Friday, June 20, 2008

Inviting chaos

This article by The New Republic's David Hajdu holds two very personal attachments for me. First, the author advised me in my master's program in arts journalism; his guidance in writing and his recommendations in reading have scarcely left my mind in the year since I completed my degree.

Secondly, the invitations that Hajdu addresses by the bands Radiohead and Nine Inch Nails for fans to remix their songs have a clear analog among my own musical tastes and experiences. The 2003 album of remixed versions of songs by the Washington, DC-based band The Dismemberment Plan is a precursor to the current wave of fan-driven invention. The band is among my all-time favorites, and the album, titled "The People's History of the Dismemberment Plan," is a creative endeavor similar to Nine Inch Nails "The Limitless Potential": a collection of re-imagined songs drawn from raw tracks of individual instruments and voices. Some were done by longtime fans, others by casual listeners, and one notable contribution came from an artist who had never heard any of the Plan's music until after submitting his contribution.

The Plan's project was somewhat wider in scope than Trent Reznor's. Tracks from three of the band's four albums could be downloaded and remixed, more than just the two most recent releases that Reznor made available. The experiment, though conducted less than five years ago, also took place in a different era with respect to music technology. The band attempted to sell actual CDs of the remixes, rather than offer them for download.

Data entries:

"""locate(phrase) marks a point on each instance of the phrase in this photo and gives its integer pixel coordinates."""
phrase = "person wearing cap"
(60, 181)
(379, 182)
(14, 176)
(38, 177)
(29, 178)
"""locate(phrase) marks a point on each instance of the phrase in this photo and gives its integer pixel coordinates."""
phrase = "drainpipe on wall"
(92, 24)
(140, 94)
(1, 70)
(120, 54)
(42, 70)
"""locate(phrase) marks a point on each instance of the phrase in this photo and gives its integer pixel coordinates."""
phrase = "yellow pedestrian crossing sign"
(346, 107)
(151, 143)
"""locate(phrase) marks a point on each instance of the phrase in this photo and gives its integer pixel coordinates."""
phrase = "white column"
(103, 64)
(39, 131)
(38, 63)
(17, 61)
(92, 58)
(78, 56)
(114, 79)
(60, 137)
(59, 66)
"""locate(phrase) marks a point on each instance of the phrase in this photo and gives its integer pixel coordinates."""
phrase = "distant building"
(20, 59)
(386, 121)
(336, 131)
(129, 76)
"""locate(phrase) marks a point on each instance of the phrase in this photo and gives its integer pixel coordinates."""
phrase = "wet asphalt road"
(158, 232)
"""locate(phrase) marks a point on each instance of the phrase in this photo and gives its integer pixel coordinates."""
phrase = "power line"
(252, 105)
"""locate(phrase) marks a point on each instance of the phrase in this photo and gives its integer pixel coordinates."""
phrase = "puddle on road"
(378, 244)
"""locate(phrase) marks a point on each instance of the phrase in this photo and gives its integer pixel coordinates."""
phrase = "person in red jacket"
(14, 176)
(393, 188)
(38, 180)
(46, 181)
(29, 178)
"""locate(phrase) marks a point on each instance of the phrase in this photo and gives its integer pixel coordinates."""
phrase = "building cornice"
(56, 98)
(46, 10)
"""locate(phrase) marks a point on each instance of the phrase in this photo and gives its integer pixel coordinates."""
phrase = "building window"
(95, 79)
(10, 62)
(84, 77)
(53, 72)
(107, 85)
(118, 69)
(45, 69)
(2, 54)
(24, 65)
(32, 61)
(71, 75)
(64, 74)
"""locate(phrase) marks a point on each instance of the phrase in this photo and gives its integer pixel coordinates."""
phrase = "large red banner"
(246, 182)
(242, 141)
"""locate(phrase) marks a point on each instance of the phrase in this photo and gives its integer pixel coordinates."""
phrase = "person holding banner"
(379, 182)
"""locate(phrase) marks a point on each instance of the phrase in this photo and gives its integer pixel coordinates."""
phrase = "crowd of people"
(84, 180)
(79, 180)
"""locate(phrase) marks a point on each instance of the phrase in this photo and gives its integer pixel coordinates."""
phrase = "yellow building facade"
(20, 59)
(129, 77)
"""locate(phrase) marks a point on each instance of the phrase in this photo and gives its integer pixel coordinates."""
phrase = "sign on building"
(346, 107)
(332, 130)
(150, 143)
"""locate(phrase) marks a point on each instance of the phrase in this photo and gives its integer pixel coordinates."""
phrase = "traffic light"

## AIM 1
Please summarize the blog post in two sentences.
## AIM 2
Count the lines in the records that contain the string "sign". Reply with the number alone.

## WORKED SOLUTION 1
The writer, once advised by David Hajdu in a master's program in arts journalism, links Hajdu's article on Radiohead and Nine Inch Nails inviting fans to remix their songs to the 2003 album "The People's History of the Dismemberment Plan," a collection of re-imagined songs built from raw tracks of individual instruments and voices. That project drew on tracks from three of the band's four albums, making it somewhat wider in scope than Trent Reznor's, and the band tried to sell it as actual CDs rather than offer it for download.

## WORKED SOLUTION 2
2